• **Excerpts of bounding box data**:

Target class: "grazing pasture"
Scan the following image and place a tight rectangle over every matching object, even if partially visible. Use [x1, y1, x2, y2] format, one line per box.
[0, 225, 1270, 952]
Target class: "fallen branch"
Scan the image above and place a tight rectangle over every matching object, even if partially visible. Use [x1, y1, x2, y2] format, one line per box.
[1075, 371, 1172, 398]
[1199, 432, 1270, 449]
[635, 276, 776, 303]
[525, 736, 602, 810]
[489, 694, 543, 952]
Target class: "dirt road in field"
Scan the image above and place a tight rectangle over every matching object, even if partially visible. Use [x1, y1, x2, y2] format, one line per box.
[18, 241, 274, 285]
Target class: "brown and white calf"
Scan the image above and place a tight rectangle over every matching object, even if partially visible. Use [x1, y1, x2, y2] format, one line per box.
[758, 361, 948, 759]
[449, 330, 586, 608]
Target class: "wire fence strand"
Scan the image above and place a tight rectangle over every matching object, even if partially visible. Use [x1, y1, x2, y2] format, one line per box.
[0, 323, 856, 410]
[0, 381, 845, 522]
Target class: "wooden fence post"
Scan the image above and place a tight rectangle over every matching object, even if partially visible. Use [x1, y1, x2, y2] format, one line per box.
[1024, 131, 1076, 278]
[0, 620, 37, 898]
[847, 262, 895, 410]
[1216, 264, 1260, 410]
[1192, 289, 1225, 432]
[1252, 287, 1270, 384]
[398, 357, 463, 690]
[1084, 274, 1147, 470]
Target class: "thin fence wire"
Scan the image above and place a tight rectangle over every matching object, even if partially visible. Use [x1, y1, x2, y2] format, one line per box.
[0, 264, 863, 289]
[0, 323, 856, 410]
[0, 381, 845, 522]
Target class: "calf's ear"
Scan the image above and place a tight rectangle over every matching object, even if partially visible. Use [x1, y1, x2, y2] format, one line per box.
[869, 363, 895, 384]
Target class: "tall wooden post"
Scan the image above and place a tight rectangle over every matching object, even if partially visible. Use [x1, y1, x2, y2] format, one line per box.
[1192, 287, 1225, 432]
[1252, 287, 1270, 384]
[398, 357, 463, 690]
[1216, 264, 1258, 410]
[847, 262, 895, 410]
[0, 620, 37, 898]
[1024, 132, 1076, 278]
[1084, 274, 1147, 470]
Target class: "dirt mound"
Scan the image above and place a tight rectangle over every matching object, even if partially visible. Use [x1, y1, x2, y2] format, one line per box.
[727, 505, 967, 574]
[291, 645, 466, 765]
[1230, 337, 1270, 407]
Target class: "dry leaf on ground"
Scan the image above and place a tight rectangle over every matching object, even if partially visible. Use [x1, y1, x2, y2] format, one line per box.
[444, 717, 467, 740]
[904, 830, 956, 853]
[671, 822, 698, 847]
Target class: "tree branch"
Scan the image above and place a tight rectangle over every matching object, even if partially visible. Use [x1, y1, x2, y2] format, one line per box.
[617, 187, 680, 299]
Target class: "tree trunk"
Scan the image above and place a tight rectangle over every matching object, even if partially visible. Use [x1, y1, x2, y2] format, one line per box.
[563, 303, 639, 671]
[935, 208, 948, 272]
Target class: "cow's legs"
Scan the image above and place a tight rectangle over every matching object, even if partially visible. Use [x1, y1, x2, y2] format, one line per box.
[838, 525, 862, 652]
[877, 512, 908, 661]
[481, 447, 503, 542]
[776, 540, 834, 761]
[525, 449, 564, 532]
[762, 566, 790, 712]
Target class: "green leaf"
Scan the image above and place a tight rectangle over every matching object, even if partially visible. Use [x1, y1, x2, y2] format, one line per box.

• **WHAT IS REQUIRED**: Reproduce the data above, swapping every "tight rectangle" for "snug box" and leaving everything else as it is.

• **RESULT OF THIS EXERCISE**:
Target class: "grazing pasture"
Scan the following image and place a snug box over every matching object, even if partially visible. Use [x1, y1, x2, y2] format, one line per box.
[0, 225, 1270, 952]
Target class: "fallen branch"
Scan the image above and place a snug box over every matching object, even if partially visible. Use [x1, y1, x2, y2] format, one line per box.
[1075, 371, 1172, 398]
[1199, 432, 1270, 449]
[635, 276, 776, 303]
[525, 736, 602, 810]
[489, 694, 543, 952]
Target class: "dirt road in field"
Scan the image above and place a snug box over every matching object, even if partially visible. Use [x1, y1, x2, y2] format, one line per box.
[18, 241, 274, 285]
Target class: "brown and white calf"
Scan the image above and place a snug box over every matching object, even if partially visible. Use [x1, y1, x2, y2] format, one line per box.
[758, 361, 948, 759]
[449, 330, 586, 608]
Target class: "wire fence strand"
Scan the image above and place a snug box over every matching object, even if partially visible. Use [x1, y1, x2, y2] format, one line per box.
[0, 323, 856, 410]
[0, 381, 845, 522]
Target class: "wooden fence post"
Scan the image above and place a snug box over every matching object, even if partially visible. Use [x1, y1, x2, y2] format, one line per box.
[1024, 131, 1076, 278]
[0, 620, 37, 898]
[847, 262, 895, 410]
[1216, 264, 1260, 410]
[1192, 289, 1225, 432]
[1252, 287, 1270, 384]
[398, 357, 463, 690]
[1084, 274, 1147, 470]
Target class: "thin fence wire"
Scan the image above and place a snug box over every matching object, even if partially visible. Use [x1, y1, x2, y2] format, one line per box.
[0, 264, 863, 289]
[0, 323, 856, 410]
[0, 381, 845, 522]
Target class: "calf's ear"
Scan the image above and place a snug box over every matching object, even if partially visible. Use [x1, y1, x2, y2] format, one line per box.
[869, 363, 895, 384]
Target class: "tall wooden post"
Scan the image above and place a snug box over every matching object, even if partially visible. Use [x1, y1, x2, y2] format, one line per box.
[1192, 287, 1225, 432]
[1252, 287, 1270, 384]
[398, 357, 463, 690]
[1216, 264, 1258, 410]
[847, 262, 895, 410]
[0, 620, 37, 898]
[1024, 132, 1076, 278]
[1084, 274, 1147, 470]
Target class: "dirt mound"
Scan the image above and place a snug box over every matching object, even if partially visible. Use [x1, y1, x2, y2] format, one line per box.
[727, 505, 967, 574]
[291, 645, 466, 765]
[1230, 337, 1270, 407]
Target class: "dry leaf on ground"
Scan the image above and place a snug box over every matching object, even if partially visible. Use [x1, y1, x2, y2] format, one line per box.
[444, 717, 467, 740]
[904, 830, 956, 853]
[671, 822, 698, 847]
Target class: "tree branch"
Scan the image above and place a snug box over every matching object, even if partially visible. Use [x1, y1, x2, y2] format, one line per box.
[617, 187, 680, 299]
Target class: "tree trunk"
Scan the image above and place a snug box over every matching object, even if partially visible. Use [x1, y1, x2, y2] format, one line per box.
[563, 303, 639, 671]
[935, 208, 948, 272]
Target class: "cow's legs"
Scan the image above and place a snug box over every matching object, even if partially visible. Use [x1, y1, x2, y2] format, one line per box.
[838, 525, 862, 652]
[877, 512, 908, 661]
[481, 447, 503, 542]
[776, 540, 834, 761]
[525, 449, 564, 532]
[762, 566, 790, 712]
Target class: "green leaf"
Scan the image above and place a snug box over every matching object, even if partially visible. Use [x1, y1, x2, y2] format, one line per box.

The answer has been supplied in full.